Saved data entries:
=====
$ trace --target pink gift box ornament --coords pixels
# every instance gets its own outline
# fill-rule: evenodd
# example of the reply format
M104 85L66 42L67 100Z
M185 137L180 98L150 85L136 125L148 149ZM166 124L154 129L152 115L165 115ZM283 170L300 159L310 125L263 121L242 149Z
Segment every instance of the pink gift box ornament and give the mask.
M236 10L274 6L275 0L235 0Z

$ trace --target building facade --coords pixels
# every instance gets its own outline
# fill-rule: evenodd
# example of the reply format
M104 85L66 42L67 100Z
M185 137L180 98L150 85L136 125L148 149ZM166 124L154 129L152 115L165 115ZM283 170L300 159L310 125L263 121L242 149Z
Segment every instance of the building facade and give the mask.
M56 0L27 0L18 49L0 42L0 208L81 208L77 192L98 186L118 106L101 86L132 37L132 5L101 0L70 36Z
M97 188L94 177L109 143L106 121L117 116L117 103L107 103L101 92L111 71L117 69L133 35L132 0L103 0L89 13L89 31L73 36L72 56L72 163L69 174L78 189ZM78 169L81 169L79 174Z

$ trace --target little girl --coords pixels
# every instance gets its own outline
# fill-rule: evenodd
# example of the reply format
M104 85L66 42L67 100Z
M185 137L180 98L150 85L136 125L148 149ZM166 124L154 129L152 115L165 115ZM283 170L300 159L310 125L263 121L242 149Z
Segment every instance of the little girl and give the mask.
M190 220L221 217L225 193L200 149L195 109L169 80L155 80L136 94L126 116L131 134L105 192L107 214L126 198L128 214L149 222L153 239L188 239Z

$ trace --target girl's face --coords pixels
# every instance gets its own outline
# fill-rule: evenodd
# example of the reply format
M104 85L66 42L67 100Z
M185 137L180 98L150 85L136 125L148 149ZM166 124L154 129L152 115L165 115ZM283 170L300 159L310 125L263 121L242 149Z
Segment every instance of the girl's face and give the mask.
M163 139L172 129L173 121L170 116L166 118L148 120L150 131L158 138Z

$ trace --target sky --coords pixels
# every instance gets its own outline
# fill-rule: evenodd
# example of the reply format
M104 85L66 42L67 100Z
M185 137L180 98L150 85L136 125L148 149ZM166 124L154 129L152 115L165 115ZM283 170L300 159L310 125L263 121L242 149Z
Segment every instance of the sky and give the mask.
=====
▶ Your objective:
Report back every line of the entries in which "target" occurs.

▶ Finished task:
$ trace --target pink gift box ornament --coords pixels
$ trace --target building facade --coords pixels
$ trace --target little girl --coords pixels
$ trace --target girl's face --coords pixels
$ trace --target sky --coords pixels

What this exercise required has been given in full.